- **Yapılacak görev 1**
Verilen metinde tırnak işaretleri içinde geçen bütün ifadeleri sıralayın.

- **Verilen metin**

◇ ◇ ◇ ◇ ◇

Rahmetli Barış Manço’nun bu şarkısının sözlerini hiç bu kadar anlamlı dinlememiştim. "Ali yazar Veli bozar" Bazı zamanlar, bazı anlar şimşek çakar gibi sizi sıradanlıktan uzaklaştırıverir. Yıllarca gördüğünüz, duyduğunuz bir ses, görüntü hiç o andaki kadar sizi etkilememiştir. Kendinize kızarsınız. Duygularınıza hesap sorarsınız. İhmal edilmiş ne kadar güzellik varsa bir gün karşınıza yeniden çıkıverir.
İşte "o an büyülü andır" kendinizle yüzleşirsiniz. Atladığınız gözünüzden kaçan her şey resmi geçir halinde sağa sola dökülür saçılır. Sandık sepet karıştırmak gibi zevklidir. O çok bildiğiniz her şeyi yeniden anımsamanın zevkine doyamazsınız. Yaşadıklarınızı yeniden keşfetmenin tadı başkadır. Bazıları buna ‘’farkındalık’ diyor. Bazıları ‘’özlemek‘’ kim ne derse desin yorgunluk kahvesinin buruk tadı kadar keyifli bir yolculuktur.
Barış Manço ilginç bir kişiliği olan yorumcuydu. Şarkılarında hayatın anlamına dair çok güzel ip uçlarını şarkılarına yansıtarak, özlü sözlü mısralarını atasözlerimizle pekiştirerek, bir bakıma geçmişimizi yad ediyordu.

◇ ◇ ◇ ◇ ◇

- **Kayıt alıntıları**
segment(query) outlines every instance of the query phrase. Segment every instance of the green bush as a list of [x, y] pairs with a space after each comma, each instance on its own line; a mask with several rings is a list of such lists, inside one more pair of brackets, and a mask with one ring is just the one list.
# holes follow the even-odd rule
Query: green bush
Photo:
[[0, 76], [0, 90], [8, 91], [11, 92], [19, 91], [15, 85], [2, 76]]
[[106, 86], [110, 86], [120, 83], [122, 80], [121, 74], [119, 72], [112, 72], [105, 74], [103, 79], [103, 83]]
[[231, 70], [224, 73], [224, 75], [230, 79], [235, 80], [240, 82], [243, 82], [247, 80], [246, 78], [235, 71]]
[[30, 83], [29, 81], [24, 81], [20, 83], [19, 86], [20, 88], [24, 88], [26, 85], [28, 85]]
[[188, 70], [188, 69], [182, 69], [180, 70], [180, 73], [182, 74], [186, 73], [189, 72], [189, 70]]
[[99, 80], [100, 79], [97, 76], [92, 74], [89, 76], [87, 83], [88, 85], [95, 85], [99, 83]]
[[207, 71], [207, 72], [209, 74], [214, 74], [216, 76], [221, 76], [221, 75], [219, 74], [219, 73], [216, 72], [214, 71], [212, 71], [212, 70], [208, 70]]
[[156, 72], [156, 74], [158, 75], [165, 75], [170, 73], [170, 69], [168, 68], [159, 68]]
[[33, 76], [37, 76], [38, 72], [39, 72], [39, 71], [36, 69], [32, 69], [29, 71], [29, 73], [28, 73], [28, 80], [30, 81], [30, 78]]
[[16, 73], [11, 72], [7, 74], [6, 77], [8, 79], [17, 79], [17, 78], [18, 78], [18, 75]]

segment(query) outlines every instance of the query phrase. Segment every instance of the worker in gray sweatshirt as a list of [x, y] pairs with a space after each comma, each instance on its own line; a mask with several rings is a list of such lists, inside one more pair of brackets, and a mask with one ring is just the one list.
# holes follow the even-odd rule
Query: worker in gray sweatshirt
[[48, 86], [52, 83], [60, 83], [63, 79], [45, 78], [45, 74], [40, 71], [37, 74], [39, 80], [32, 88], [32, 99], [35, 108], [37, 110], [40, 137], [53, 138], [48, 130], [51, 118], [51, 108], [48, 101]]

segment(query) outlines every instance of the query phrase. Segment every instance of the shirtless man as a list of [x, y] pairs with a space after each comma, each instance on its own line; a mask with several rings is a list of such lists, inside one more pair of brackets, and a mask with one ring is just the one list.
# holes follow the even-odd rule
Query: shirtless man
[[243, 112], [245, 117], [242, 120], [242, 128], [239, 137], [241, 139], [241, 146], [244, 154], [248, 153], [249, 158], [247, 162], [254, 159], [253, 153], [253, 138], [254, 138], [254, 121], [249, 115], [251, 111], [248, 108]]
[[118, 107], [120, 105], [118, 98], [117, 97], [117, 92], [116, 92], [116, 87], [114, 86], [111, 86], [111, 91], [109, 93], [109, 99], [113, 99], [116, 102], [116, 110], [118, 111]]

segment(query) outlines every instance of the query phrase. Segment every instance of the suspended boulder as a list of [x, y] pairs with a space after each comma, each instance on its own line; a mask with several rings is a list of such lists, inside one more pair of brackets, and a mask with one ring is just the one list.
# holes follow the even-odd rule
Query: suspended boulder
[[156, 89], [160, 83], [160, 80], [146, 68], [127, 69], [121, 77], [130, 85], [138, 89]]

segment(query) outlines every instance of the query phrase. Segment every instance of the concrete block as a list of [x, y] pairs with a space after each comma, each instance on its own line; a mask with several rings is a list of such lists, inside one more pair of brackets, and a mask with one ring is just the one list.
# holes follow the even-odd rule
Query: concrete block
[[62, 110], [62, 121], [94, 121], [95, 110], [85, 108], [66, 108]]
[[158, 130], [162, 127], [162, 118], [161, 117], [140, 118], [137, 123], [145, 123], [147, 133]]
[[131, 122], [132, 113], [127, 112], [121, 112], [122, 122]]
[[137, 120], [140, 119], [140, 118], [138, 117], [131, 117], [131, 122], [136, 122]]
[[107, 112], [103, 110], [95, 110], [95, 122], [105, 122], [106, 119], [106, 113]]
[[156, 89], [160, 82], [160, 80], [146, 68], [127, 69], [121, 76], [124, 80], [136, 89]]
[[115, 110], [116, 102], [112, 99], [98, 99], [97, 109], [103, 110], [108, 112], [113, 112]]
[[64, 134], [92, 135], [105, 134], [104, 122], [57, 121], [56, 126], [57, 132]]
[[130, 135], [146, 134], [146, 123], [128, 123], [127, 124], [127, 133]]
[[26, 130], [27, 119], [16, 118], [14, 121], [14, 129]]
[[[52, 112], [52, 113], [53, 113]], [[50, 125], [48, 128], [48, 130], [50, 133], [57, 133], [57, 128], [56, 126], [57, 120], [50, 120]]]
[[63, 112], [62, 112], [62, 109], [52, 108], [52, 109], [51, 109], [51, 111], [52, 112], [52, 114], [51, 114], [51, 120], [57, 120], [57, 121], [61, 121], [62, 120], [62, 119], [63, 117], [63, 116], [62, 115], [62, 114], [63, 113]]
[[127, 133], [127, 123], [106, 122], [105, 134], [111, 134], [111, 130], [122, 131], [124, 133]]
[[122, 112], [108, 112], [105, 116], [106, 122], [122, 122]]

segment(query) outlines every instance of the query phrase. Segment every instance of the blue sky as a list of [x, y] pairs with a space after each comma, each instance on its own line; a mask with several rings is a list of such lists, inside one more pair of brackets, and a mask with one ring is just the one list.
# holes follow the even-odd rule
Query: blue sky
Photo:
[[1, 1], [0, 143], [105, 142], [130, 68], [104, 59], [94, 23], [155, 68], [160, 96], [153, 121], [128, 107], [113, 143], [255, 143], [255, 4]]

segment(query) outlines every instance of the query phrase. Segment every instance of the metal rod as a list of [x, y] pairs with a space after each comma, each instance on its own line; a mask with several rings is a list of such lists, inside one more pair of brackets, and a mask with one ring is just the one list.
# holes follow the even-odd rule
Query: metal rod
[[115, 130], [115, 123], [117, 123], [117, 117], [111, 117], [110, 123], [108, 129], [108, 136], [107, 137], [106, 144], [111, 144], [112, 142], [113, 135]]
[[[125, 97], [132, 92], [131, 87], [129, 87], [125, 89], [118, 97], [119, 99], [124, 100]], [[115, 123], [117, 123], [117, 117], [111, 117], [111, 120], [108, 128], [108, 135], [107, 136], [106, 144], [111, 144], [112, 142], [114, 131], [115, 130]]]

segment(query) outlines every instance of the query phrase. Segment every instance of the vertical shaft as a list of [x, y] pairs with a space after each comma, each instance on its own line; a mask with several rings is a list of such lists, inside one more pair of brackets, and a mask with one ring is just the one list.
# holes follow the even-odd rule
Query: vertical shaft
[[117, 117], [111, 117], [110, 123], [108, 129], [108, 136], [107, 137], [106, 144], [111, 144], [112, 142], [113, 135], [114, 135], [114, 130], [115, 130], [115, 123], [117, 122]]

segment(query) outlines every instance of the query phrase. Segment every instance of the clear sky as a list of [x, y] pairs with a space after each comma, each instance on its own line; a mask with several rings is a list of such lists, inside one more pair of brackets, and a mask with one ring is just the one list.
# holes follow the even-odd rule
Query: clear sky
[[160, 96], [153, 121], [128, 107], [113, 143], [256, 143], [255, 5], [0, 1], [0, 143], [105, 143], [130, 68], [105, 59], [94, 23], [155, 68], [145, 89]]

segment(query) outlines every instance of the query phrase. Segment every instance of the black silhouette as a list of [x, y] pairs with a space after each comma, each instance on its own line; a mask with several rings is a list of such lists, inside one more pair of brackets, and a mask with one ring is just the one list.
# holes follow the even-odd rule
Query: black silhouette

◇ ◇ ◇ ◇ ◇

- **Yapılacak görev 2**
Kayıtlarda "of the shirtless" ifadesini içeren satırdan "110], [118, 111]]" ifadesini içeren satıra kadar, iki uç da dahil olmak üzere, istekler de içinde kalacak biçimde satırları yeniden ölçekleyerek yazın. Yanıtlardaki her koordinatı 1,1 ile çarpıp tam sayıya yuvarlayın (buçuklar yukarı) ve yalnızca bu satırları verin.

- **Doğru yanıt 1**
- Ali yazar Veli bozar
- o an büyülü andır
- farkındalık
- özlemek

- **Doğru yanıt 2**
segment(query) outlines every instance of the query phrase. Segment every instance of the shirtless man as a list of [x, y] pairs with a space after each comma, each instance on its own line; a mask with several rings is a list of such lists, inside one more pair of brackets, and a mask with one ring is just the one list.
# holes follow the even-odd rule
Query: shirtless man
[[267, 123], [270, 129], [266, 132], [266, 141], [263, 151], [265, 153], [265, 161], [268, 169], [273, 168], [274, 174], [272, 178], [279, 175], [278, 168], [278, 152], [279, 152], [279, 133], [274, 127], [276, 122], [273, 119]]
[[130, 118], [132, 116], [130, 108], [129, 107], [129, 101], [128, 101], [128, 96], [125, 95], [122, 95], [122, 100], [120, 102], [120, 109], [124, 109], [128, 112], [128, 121], [130, 122]]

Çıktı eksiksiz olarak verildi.